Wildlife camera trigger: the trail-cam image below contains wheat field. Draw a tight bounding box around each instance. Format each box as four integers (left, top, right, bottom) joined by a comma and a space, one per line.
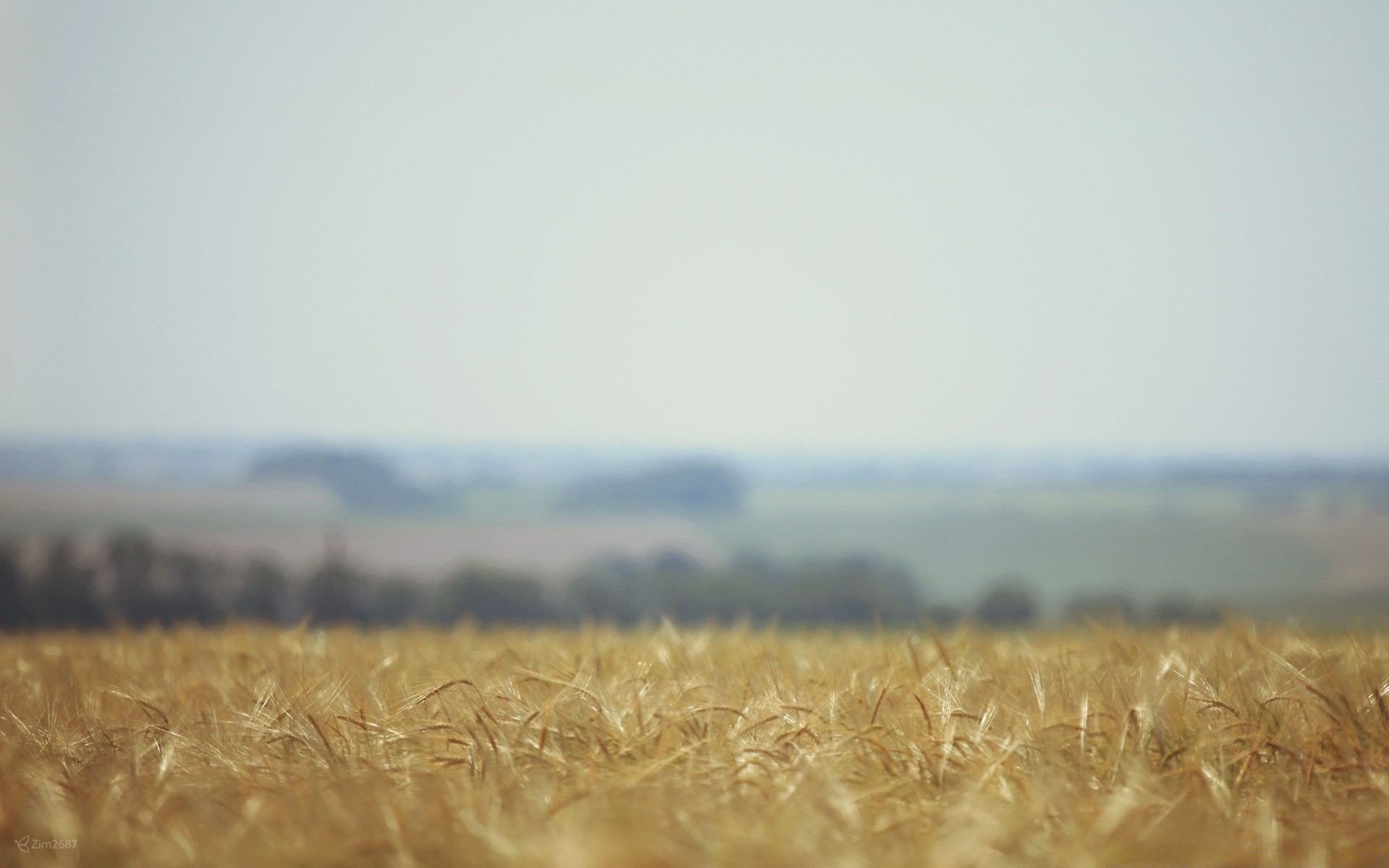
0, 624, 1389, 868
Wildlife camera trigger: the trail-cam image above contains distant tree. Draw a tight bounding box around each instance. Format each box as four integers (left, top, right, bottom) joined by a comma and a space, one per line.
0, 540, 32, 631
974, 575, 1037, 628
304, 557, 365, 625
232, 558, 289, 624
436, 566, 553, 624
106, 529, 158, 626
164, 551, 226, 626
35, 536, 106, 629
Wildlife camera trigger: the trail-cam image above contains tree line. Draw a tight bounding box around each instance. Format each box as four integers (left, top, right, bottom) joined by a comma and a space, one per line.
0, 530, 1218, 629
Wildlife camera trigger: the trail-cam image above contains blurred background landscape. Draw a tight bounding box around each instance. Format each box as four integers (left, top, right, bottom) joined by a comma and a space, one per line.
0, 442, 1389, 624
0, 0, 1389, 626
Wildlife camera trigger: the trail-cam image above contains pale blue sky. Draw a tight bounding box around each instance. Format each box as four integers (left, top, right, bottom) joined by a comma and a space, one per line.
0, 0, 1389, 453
# # # #
Rewrite all of the lines above, replacing "trail-cam image" with "field photo" throughout and keeping everything else the same. Leave the pictures out.

Wildlife camera trigger: the field photo below contains wheat field. Draw a tight bounding box around each instance. Format each box as four integers (left, top, right, bottom) joined by a comma and a space, one per line.
0, 624, 1389, 868
Wildlife camera trigger: the field photo above contains distant tree. Draw a tight bounding box around each instance. Format each box as four integers (left, top, right, bottom) joined by a comma and a space, one per line.
0, 540, 32, 631
974, 575, 1037, 628
304, 557, 365, 625
232, 558, 289, 624
436, 566, 553, 624
106, 529, 158, 626
164, 551, 226, 626
35, 536, 106, 629
Wildlife camera trigger: the field photo above contains tree line. Draw a tight bounding box around each instance. Format each box as four integers (left, top, right, bottom) joined by a comma and a space, one per line.
0, 530, 1218, 629
Wildlife camera trigger: the field photo above contains blurred background landscape. Draw a tight bounding box around each instance. Format each box as four integers (left, top, right, bottom) joined by a comma and a space, one per line.
0, 442, 1389, 624
0, 0, 1389, 626
Wildlife camera trigger: the field photo above contains pale blue sky. Draw a tight bounding box around each instance. Format each box as four integers (left, top, right, bottom) joined by a comma and a space, one per line.
0, 0, 1389, 453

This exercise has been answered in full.